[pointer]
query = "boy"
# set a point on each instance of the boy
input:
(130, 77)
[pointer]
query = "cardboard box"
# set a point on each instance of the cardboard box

- _PROMPT_
Print every one of the lines above again, word for word.

- _FINISHED EXERCISE_
[pointer]
query = "boy"
# set a point on each instance of the boy
input:
(130, 77)
[pointer]
query = "cardboard box"
# set a point on each instance of the cardboard box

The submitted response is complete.